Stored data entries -
====

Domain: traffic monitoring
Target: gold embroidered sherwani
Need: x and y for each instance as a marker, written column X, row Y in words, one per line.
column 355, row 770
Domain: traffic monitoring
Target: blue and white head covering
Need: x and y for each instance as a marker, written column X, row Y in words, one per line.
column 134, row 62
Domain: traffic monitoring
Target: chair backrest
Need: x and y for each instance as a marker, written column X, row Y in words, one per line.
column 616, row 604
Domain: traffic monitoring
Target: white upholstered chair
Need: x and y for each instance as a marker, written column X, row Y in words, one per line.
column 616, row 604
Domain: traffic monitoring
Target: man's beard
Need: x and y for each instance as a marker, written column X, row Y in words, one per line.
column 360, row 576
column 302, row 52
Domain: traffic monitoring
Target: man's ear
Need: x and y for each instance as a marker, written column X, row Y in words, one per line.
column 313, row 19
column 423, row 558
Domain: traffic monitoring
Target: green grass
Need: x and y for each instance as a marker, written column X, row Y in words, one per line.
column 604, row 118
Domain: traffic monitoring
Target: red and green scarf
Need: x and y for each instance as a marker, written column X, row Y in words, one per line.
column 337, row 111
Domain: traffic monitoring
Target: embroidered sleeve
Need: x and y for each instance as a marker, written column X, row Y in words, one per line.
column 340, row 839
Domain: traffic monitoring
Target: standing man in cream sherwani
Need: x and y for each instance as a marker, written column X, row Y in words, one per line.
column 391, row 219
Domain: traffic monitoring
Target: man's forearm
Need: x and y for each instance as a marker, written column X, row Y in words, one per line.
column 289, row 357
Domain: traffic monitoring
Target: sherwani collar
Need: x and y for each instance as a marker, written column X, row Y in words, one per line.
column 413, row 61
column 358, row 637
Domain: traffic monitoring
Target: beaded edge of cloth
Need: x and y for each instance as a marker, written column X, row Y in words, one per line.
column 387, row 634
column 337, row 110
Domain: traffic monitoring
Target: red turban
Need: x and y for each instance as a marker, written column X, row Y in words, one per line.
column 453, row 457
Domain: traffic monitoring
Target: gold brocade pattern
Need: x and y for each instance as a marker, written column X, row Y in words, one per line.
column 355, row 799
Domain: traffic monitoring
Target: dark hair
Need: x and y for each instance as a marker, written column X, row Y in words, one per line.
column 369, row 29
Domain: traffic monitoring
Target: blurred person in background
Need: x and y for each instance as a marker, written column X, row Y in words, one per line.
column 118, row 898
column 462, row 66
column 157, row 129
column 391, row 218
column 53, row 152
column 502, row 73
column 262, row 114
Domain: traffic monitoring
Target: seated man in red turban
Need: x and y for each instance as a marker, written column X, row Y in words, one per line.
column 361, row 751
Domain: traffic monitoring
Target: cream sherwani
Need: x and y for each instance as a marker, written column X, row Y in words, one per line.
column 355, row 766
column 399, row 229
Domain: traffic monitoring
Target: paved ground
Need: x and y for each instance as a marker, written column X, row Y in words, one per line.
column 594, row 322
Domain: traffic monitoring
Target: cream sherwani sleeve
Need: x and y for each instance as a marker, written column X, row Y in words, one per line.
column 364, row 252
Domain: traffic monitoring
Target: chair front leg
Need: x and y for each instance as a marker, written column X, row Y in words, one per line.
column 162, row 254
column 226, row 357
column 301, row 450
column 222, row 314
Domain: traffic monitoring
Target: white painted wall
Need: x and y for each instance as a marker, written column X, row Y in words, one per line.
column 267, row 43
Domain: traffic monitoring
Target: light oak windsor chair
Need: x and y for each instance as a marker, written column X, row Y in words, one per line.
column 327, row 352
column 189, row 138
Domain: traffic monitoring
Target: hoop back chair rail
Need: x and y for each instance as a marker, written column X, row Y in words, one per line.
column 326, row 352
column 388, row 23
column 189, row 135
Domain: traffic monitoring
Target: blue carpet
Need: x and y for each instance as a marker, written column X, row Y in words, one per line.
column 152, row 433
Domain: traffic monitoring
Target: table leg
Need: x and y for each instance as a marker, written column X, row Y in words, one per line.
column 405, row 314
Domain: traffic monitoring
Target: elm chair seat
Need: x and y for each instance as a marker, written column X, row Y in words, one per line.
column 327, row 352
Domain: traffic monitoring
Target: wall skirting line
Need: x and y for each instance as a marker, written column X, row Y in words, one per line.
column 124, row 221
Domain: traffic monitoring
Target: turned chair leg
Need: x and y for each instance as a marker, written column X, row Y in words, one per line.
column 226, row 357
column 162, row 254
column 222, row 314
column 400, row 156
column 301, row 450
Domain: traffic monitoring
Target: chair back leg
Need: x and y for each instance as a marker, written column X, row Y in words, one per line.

====

Task requirements -
When a line in the records above contains the word "white", copy it.

Response box -
Target: blue and white head covering
Target: white upholstered chair
Target: white painted wall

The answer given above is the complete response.